* **Dataset items**
◇ ◇ ◇ ◇
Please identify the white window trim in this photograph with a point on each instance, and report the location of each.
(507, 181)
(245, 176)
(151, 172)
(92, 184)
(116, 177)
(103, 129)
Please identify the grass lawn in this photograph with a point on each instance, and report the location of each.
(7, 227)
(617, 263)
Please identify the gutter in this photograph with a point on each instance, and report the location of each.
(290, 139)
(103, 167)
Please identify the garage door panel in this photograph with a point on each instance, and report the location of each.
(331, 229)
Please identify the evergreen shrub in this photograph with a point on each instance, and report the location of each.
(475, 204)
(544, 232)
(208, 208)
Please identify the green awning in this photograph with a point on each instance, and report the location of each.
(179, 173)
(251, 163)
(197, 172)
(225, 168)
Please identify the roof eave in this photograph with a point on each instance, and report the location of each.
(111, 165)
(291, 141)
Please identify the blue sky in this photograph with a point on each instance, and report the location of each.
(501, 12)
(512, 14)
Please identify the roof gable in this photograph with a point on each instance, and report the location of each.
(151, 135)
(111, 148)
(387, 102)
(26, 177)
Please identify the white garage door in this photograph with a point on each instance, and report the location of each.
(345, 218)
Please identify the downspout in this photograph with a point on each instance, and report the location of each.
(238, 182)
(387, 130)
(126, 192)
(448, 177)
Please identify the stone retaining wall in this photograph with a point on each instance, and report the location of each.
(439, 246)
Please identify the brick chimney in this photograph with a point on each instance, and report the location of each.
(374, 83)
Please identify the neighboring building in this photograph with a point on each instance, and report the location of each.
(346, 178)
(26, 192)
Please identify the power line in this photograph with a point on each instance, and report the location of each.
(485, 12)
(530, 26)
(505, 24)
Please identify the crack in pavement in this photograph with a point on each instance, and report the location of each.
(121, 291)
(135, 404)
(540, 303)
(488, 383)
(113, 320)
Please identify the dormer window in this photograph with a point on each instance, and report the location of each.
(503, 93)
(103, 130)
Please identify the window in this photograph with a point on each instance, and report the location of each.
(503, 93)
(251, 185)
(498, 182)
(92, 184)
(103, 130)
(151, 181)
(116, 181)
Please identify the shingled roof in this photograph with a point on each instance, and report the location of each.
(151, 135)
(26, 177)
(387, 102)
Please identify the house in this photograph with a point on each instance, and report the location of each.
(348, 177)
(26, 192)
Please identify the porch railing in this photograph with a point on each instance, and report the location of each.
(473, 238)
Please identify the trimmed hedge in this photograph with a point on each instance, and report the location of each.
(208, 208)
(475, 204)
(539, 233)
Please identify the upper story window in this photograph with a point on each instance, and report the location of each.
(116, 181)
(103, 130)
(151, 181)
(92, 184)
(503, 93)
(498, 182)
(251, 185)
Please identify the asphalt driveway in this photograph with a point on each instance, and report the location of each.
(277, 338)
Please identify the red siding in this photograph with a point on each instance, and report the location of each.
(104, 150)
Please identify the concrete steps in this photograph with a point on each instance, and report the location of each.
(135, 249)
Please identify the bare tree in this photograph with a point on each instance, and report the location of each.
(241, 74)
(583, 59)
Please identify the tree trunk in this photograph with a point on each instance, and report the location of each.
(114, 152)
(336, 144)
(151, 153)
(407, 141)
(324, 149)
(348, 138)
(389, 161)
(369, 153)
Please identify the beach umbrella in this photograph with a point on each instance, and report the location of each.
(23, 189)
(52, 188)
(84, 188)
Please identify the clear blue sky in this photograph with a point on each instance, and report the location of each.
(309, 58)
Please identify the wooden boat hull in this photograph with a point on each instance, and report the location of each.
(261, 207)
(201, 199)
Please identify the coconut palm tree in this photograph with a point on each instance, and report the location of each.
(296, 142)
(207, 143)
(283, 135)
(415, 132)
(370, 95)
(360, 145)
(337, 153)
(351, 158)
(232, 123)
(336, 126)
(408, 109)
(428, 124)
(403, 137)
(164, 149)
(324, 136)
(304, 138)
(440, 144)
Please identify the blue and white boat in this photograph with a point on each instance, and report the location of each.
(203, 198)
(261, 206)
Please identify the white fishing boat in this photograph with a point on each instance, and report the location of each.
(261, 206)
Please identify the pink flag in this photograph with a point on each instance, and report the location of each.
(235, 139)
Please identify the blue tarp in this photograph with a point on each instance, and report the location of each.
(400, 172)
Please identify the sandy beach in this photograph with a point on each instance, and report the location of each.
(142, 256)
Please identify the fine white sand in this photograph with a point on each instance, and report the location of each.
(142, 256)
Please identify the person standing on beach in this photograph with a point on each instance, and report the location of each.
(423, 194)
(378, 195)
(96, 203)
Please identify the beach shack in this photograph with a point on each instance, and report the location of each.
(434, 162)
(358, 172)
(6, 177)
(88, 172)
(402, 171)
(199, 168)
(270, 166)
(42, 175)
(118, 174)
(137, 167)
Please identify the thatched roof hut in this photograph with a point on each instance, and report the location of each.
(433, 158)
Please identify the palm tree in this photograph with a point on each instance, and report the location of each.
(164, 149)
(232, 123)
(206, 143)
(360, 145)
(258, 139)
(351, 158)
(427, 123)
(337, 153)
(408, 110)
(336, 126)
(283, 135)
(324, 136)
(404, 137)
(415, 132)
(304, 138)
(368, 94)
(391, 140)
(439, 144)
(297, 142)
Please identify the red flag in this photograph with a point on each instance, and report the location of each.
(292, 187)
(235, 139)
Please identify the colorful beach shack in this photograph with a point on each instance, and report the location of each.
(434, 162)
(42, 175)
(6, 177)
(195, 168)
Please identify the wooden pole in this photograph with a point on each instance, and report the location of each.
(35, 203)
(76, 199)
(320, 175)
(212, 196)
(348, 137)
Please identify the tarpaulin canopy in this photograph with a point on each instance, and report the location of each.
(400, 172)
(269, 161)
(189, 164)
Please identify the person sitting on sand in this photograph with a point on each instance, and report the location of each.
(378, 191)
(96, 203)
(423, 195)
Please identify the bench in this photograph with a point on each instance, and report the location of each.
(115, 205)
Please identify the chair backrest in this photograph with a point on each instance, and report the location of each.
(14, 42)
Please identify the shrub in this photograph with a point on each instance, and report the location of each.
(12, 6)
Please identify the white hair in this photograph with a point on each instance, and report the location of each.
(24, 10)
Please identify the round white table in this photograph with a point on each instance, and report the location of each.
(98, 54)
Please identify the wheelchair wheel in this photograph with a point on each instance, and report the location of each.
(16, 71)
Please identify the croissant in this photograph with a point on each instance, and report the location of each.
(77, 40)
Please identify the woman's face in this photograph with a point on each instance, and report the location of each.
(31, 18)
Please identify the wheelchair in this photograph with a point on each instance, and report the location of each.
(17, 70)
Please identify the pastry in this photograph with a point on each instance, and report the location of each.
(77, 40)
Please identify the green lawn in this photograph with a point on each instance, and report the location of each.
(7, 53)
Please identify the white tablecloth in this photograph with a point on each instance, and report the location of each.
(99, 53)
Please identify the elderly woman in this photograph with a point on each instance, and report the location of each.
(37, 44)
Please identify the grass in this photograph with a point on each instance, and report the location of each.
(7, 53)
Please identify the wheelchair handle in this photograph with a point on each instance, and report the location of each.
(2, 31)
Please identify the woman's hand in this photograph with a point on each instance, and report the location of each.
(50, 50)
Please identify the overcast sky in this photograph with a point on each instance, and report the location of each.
◇ ◇ ◇ ◇
* **Exercise**
Reproduce all of the entries above, substituting "in this image" for every occurrence of "in this photograph" and changing nothing else.

* **Completed exercise**
Please identify the white window trim in this image with a point on each instance, and report the location of each.
(507, 181)
(245, 176)
(151, 172)
(92, 184)
(116, 177)
(103, 129)
Please identify the grass lawn in this image with a point on each instance, and report the location of each.
(7, 227)
(617, 263)
Please identify the gutter in this image with a point on each instance, and report the location of each.
(290, 139)
(103, 167)
Please identify the garage door panel in this image with a point on each instance, and report the location of each.
(331, 229)
Please identify the evergreen shrub in this image with a point on each instance, and report the location of each.
(475, 204)
(544, 232)
(208, 208)
Please identify the green awning in this image with a point on each instance, and report the location of each.
(179, 173)
(251, 163)
(197, 172)
(225, 168)
Please identify the roof eave in this image with a point on each instance, and report the location of each.
(111, 165)
(291, 141)
Please identify the blue sky in this image with a point on each instance, and report the location of each.
(501, 12)
(512, 14)
Please identify the roof gable in this image with a point on each instance, and report the location of each.
(151, 135)
(111, 148)
(387, 102)
(26, 177)
Please identify the white garage door in this image with a point on each instance, and report the location of each.
(345, 218)
Please identify the downspout in this image with a point on each instance, and report the location of each.
(238, 182)
(387, 130)
(126, 192)
(448, 177)
Please identify the stone retaining wall in this image with a point on each instance, and report the location of each.
(439, 246)
Please identify the brick chimney in this image with a point on each instance, and report the location of each.
(374, 83)
Please identify the neighboring building in this image with a point on each instance, and report the location of each.
(346, 178)
(26, 192)
Please identify the power line in this image with a point on each instance, and report the location of each.
(485, 12)
(530, 26)
(505, 24)
Please identify the crack in pavement in this image with a point on each instance, and report the location of each.
(121, 291)
(135, 404)
(540, 303)
(488, 383)
(113, 320)
Please identify the dormer window in this image with a point on each instance, and report the location of each.
(503, 93)
(103, 130)
Please identify the window in this image with a point on each instance, and report the location of each.
(503, 93)
(251, 185)
(498, 182)
(92, 184)
(103, 130)
(151, 181)
(116, 181)
Please identify the shingled roof in this image with a point on each instance, and report the location of each.
(151, 135)
(26, 177)
(387, 102)
Please identify the house in this image with a point on each instance, and report the location of each.
(348, 177)
(26, 192)
Please identify the porch railing in this image with a point on each instance, and report the location of each.
(473, 238)
Please identify the trimmed hedge in this image with a point on each instance, and report the location of each.
(208, 208)
(475, 204)
(539, 233)
Please identify the upper story window in this image with a point on each instance, and report the location of each.
(116, 181)
(103, 130)
(151, 181)
(92, 184)
(503, 93)
(498, 182)
(251, 185)
Please identify the asphalt driveway in this image with a point on each instance, and report the location of each.
(277, 338)
Please identify the red siding in this image with a point on each instance, and report the location of each.
(104, 150)
Please identify the concrete steps in this image with a point on each instance, and report the location of each.
(135, 249)
Please identify the bare tree in this image with a point on each instance, and report the location of each.
(241, 74)
(583, 59)
Please identify the tree trunk in this image with a point on each instance, and report the location of each.
(114, 152)
(336, 144)
(151, 153)
(407, 141)
(324, 149)
(348, 138)
(389, 161)
(369, 153)
Please identify the beach umbrella in this image with a point on each instance, and report the location of each.
(23, 189)
(52, 188)
(84, 188)
Please identify the clear blue sky in this image with a point on each instance, and report the location of each.
(309, 58)
Please identify the wooden boat hull in this image with a point on each instance, and report the location of each.
(261, 207)
(201, 199)
Please identify the coconut palm tree in this image with a point on each instance, and report the location of each.
(296, 142)
(207, 143)
(283, 135)
(415, 132)
(370, 95)
(360, 145)
(337, 153)
(351, 158)
(232, 123)
(336, 126)
(408, 109)
(428, 124)
(403, 137)
(164, 149)
(324, 136)
(304, 138)
(440, 144)
Please identify the blue and white boat in this image with a point on each instance, and report the location of each.
(203, 198)
(261, 206)
Please identify the white fishing boat in this image with a point on each instance, and report the location of each.
(261, 206)
Please identify the pink flag in this image with a point on each instance, and report the location of each.
(235, 139)
Please identify the blue tarp in this image with a point on each instance, and report the location of each.
(400, 172)
Please identify the sandy beach in this image with a point on each instance, and report the location of each.
(142, 256)
Please identify the fine white sand in this image with a point on each instance, and report the location of each.
(142, 256)
Please identify the person standing on beach in this image with a point on each instance, and report the location of each.
(423, 194)
(378, 195)
(96, 203)
Please identify the beach shack in this image with a point on each instance, and report the location of each.
(434, 162)
(358, 172)
(6, 177)
(88, 172)
(402, 171)
(199, 168)
(270, 166)
(42, 175)
(118, 174)
(137, 167)
Please identify the thatched roof hut in this image with a point on each instance, and report the location of each.
(433, 158)
Please identify the palm tree in this image with a point on each instance, and report the location of each.
(164, 149)
(232, 123)
(206, 143)
(360, 145)
(258, 139)
(351, 158)
(427, 123)
(337, 153)
(408, 110)
(336, 126)
(283, 135)
(324, 136)
(404, 137)
(415, 132)
(304, 138)
(368, 94)
(391, 140)
(439, 144)
(297, 142)
Please identify the red flag in this image with a point on each instance, and report the location of each.
(292, 187)
(235, 139)
Please identify the colorful beach shack in this image with a point on each instance, and report the location of each.
(434, 162)
(42, 175)
(6, 177)
(195, 168)
Please identify the wooden pole in this image with a point on each instance, and report the location of each.
(35, 203)
(76, 199)
(320, 175)
(212, 196)
(348, 137)
Please identify the tarpaulin canopy in this image with a point on each instance, and report the location of each.
(400, 172)
(269, 161)
(189, 164)
Please identify the person sitting on sand in this image with a point on each instance, and report the location of each.
(378, 191)
(96, 203)
(423, 195)
Please identify the bench in this image with a point on each instance, and report the location of each.
(115, 205)
Please identify the chair backrest in this image with a point on each instance, and report the location of each.
(14, 42)
Please identify the shrub in this image with a point on each instance, and report the location of each.
(12, 6)
Please identify the white hair in this image with a point on each instance, and report the location of each.
(24, 10)
Please identify the round white table in this image with a point on each instance, and report the location of each.
(98, 54)
Please identify the wheelchair wheel in this image with a point on each instance, and report the location of each.
(16, 71)
Please identify the croissant in this image with a point on each instance, and report the location of each.
(77, 40)
Please identify the woman's face in this image with a point on each instance, and report the location of each.
(31, 18)
Please identify the wheelchair in this image with a point on each instance, and report the location of each.
(17, 70)
Please identify the pastry in this image with a point on each instance, and report the location of each.
(77, 40)
Please identify the green lawn in this image with a point on each instance, and report the location of each.
(7, 53)
Please identify the white tablecloth in this image with a point on each instance, and report the location of each.
(99, 53)
Please identify the elderly woman in this image with a point on each instance, and report the location of each.
(37, 44)
Please identify the grass in this image with a point on each instance, and report the location of each.
(7, 53)
Please identify the wheelchair handle in this image with a point on each instance, and report the location of each.
(2, 31)
Please identify the woman's hand in this image with a point on each instance, and report the location of each.
(50, 50)
Please identify the overcast sky in this image with a point on each instance, and report the location of each.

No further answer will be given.